▶ **Цель задания**:
Ответьте на вопросы по тексту о побеге Ветохина.
1. Сколько стоила путёвка на круиз вместе с перелётом Ленинград–Владивосток?
2. В волны какого моря прыгнул Ветохин?
3. Как Ветохин назвал свои мемуары?
═══ Текст для чтения
Ленинград, 1979 год. Отбыв десять лет лагерей, психушек, тюрьмы, бывший зэк Ветохин влачит нищенское существование, прирабатывает к пенсии случайными заработками — грузчиком в ресторане, продажей собранных грибов и клюквы на рынке. Но мечты о побеге не оставляет. И вот в очередной визит в Ленинградское бюро путешествий вдруг видит новое объявление: «Поступили в продажу путёвки на круиз "Из зимы в лето"». Теплоход «Ильич» отправлялся из Владивостока на юг, достигал экватора и возвращался обратно. Всё путешествие занимало месяц. Так как теплоход не заходил в иностранные порты, виза для поездки не требовалась. Стоимость путёвки, включая перелёт Ленинград-Владивосток, — 580 рублей.
Как Ветохин наскребал эти деньги, как просиживал ночи над картами южных морей и архипелагов, над книгами об акулах и ядовитых медузах, как, к своему изумлению, получил разрешение на въезд в пограничный город Владивосток, как, уже с борта теплохода, вглядывался в проплывающие вдали силуэты филиппинских и индонезийских островов — это дивная тема для телесериала, для Голливудского триллера. Достигнув экватора, теплоход повернул обратно на север. Ветохин понял, что дальше откладывать нельзя. В ночь с 9 на 10 декабря от открыл иллюминатор в своей каюте и прыгнул с восьмиметровой высоты в волны Молуккского моря.
До ближайшего острова Бацан было около 25 километров. Но когда закалённый пловец-марафонец преодолел это расстояние, коварные прибрежные течения начали раз за разом относить его от манящей полоски прибоя. Из-за солёной воды глаза превратились в две пылающие раны, взошедшее экваториальное солнце сжигало кожу лица, мучительная судорога стянула икру правой ноги так, что она сделалась камнем, наполненным болью, жажда раздирала горло. По оценкам самого Ветохина, заплыв занял 20 часов, что, при средней скорости 2 км/час, составит 40 километров. Индонезийцы в моторной лодке были изумлены, увидев в прибрежных джунглях ободранного белого человека с седой шевелюрой, с трудом махавшего одной рукой (другая отказывалась служить) и выкрикавшего единственное всем понятное слово: SOS! SOS!
Четыре года спустя, оказавшись в Америке, Ветохин сумел написать свою книгу, которой так опасался симферопольский лейтенант Коваль. Православные русские американцы взяли под своё покровительство смелого собрата по вере и помогли ему издать по-русски и по-английски подробные мемуары, которые он назвал словами из своего психиатрического диагноза: «Склонен к побегу».
В 1983 году я, находясь в Мичигане, получил эту книгу с дарственной надписью от автора. Читал с волнением, с полным доверием, с радостью за героя-пловца. Но лучше бы я оставил чтение, не открывая последнюю часть — «Размышления советского политзаключённого». Там, в главе 65, под названием «О будущем устройстве свободной России» можно прочесть такие рекомендации:
Будущее устройство России должно основываться на принципе «Никто не забыт и ничто не забыто!»… Нельзя допустить, чтобы люди, потерявшие здоровье в борьбе с коммунизмом, влачили бы жалкое существование из-за недостатка средств. Средства на все эти цели можно получить за счёт конфискации имущества у коммунистов и за счёт неоплачиваемой принудительной работы коммунистических преступников.
══════
═══ Исходные данные
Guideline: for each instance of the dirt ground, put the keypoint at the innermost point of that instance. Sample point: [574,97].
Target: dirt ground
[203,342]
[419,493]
══════
▶ **Решение**:
1. 580 рублей.
2. Молуккского моря.
3. «Склонен к побегу».